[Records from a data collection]
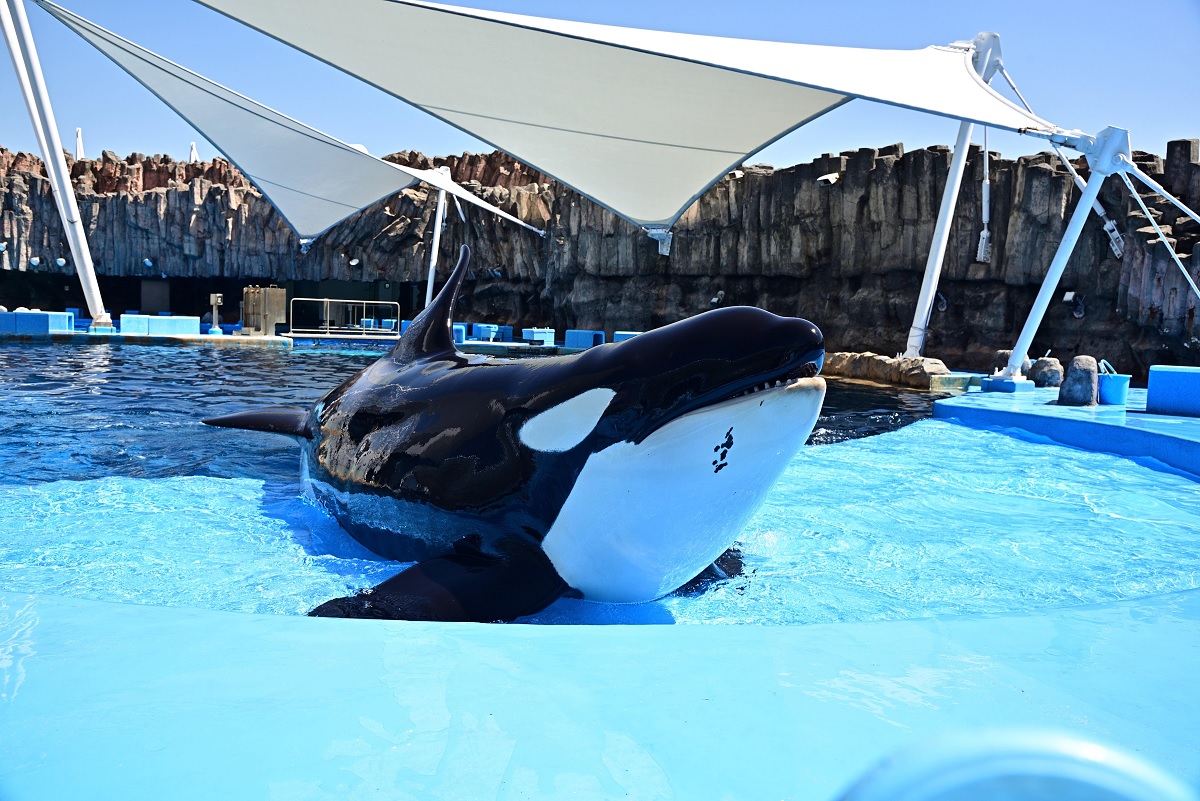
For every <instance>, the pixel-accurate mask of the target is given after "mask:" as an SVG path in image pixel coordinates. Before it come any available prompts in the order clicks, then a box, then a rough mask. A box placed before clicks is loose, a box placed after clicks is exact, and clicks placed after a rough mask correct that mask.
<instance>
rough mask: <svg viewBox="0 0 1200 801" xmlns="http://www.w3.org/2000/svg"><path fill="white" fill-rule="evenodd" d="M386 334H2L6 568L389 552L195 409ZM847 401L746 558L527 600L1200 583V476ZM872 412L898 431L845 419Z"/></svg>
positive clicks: (283, 386) (656, 618)
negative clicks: (336, 520) (199, 347)
mask: <svg viewBox="0 0 1200 801" xmlns="http://www.w3.org/2000/svg"><path fill="white" fill-rule="evenodd" d="M373 357H374V356H373V355H370V354H366V355H347V354H330V353H299V351H294V353H283V351H280V353H260V351H224V350H218V349H164V348H134V347H110V345H89V347H54V345H5V347H2V348H0V393H2V397H4V399H5V414H4V415H2V416H0V591H8V592H28V594H41V595H56V596H66V597H76V598H88V600H100V601H119V602H127V603H140V604H155V606H168V607H199V608H206V609H217V610H234V612H259V613H272V614H293V615H299V614H304V613H305V612H307V610H308V609H311V608H312V607H314V606H317V604H318V603H320V602H323V601H325V600H328V598H330V597H334V596H338V595H346V594H348V592H353V591H355V590H356V589H361V588H365V586H370V585H373V584H377V583H378V582H380V580H383V579H384V578H386V577H388V576H390V574H392V573H394V572H396V571H397V570H398V568H400V567H401V566H400V565H397V564H394V562H383V561H379V560H377V559H376V558H373V556H372V555H371V554H370V553H368V552H366V550H365V549H362V548H361V547H360V546H358V544H356V543H355V542H354V541H353V540H350V538H349V537H348V536H347V535H346V534H344V532H342V530H341V529H340V528H338V526H337V524H336V523H334V522H332V520H331V519H330V518H328V517H326V516H325V514H324V513H323V512H322V511H320V510H319V508H317V507H316V506H313V505H312V504H311V502H310V501H308V500H307V499H305V496H304V489H302V487H301V486H300V483H299V478H298V463H299V462H298V453H296V448H295V446H294V445H293V444H292V442H290V440H288V439H287V438H282V436H272V435H266V434H253V433H244V432H228V430H218V429H211V428H206V427H204V426H202V424H200V423H199V420H200V418H202V417H204V416H208V415H211V414H217V412H222V411H228V410H232V409H235V408H242V406H245V405H256V404H270V403H298V404H306V403H311V402H312V401H314V399H316V398H318V397H319V396H320V395H323V393H324V391H325V390H328V389H329V387H331V386H334V385H335V384H336V383H338V381H340V380H341V378H344V377H346V375H348V374H350V373H353V372H354V371H356V369H359V368H360V367H362V366H364V365H365V363H367V362H368V361H370V360H371V359H373ZM827 406H828V410H829V414H828V416H826V417H823V418H822V421H821V422H820V423H818V428H817V432H816V436H815V440H816V441H817V442H823V444H816V445H810V446H808V447H805V448H804V450H803V451H802V452H800V454H799V456H798V457H797V458H796V460H794V462H793V464H792V465H791V466H790V468H788V470H787V472H786V474H785V476H784V478H782V481H781V482H780V483H779V486H776V488H775V489H774V490H773V492H772V493H770V495H769V496H768V500H767V502H766V505H764V507H763V510H762V511H761V513H760V514H758V516H757V517H756V518H755V519H754V520H752V522H751V523H750V525H749V526H748V529H746V531H745V532H744V534H743V536H742V538H740V542H739V543H738V550H739V552H740V554H742V572H740V574H737V576H733V577H732V578H730V579H727V580H721V582H713V583H709V584H706V585H704V586H702V588H701V589H696V590H692V591H688V592H679V594H676V595H673V596H670V597H667V598H664V600H661V601H659V602H655V603H650V604H640V606H637V607H614V606H604V604H593V603H584V602H578V601H563V602H559V603H558V604H556V606H553V607H551V608H550V609H547V610H546V612H544V613H541V614H539V615H536V616H535V618H533V619H530V620H529V622H546V624H554V622H679V624H773V625H790V624H810V622H832V621H857V620H898V619H907V618H923V616H930V615H980V614H997V613H1010V612H1025V610H1032V609H1043V608H1051V607H1068V606H1082V604H1092V603H1098V602H1104V601H1112V600H1122V598H1138V597H1145V596H1152V595H1158V594H1164V592H1170V591H1176V590H1183V589H1192V588H1195V586H1196V585H1198V584H1196V582H1198V568H1200V534H1198V532H1200V493H1198V492H1196V489H1198V486H1196V483H1195V482H1194V481H1190V480H1188V478H1184V477H1181V476H1176V475H1172V474H1168V472H1159V471H1154V470H1151V469H1150V468H1146V466H1142V465H1139V464H1135V463H1133V462H1130V460H1127V459H1122V458H1118V457H1112V456H1106V454H1099V453H1088V452H1082V451H1078V450H1073V448H1067V447H1062V446H1057V445H1049V444H1040V442H1031V441H1025V440H1021V439H1018V438H1013V436H1008V435H1006V434H1003V433H998V432H979V430H973V429H968V428H964V427H960V426H955V424H953V423H947V422H941V421H934V420H920V417H923V416H925V415H928V398H920V397H916V396H913V395H912V393H899V395H877V393H871V392H866V391H864V390H863V389H862V387H854V386H851V385H836V384H834V385H832V389H830V397H829V403H828V404H827ZM913 420H916V422H911V424H907V426H904V427H900V428H898V429H894V430H886V429H893V428H895V427H896V426H901V424H904V423H906V422H910V421H913ZM860 429H863V430H866V432H872V430H884V432H886V433H878V434H875V435H871V436H866V438H860V439H846V436H850V435H853V434H856V433H860Z"/></svg>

> TASK TO COMPLETE
Can you edit everything from the start of the data down to the line containing "positive clicks: (283, 386) (656, 618)", swapping "rough mask" for "coarse mask" and leaving all else unchanged? Omit the pictures from your answer.

> RESULT
For every <instance>, the pixel-accurate mask of the target is given after "mask:" as an SVG path in image pixel coordinates. Before it come any available prompts in the order clicks, then a box, then a coarse mask. A box placed before clicks is loose, a box placed after clicks is exact, and clicks placed after a coarse mask correct that mask.
<instance>
coarse mask: <svg viewBox="0 0 1200 801" xmlns="http://www.w3.org/2000/svg"><path fill="white" fill-rule="evenodd" d="M386 334H2L6 568L389 552L195 409ZM847 401L746 558L527 600L1200 583V476ZM872 412L898 431L845 419Z"/></svg>
positive clicks: (283, 386) (656, 618)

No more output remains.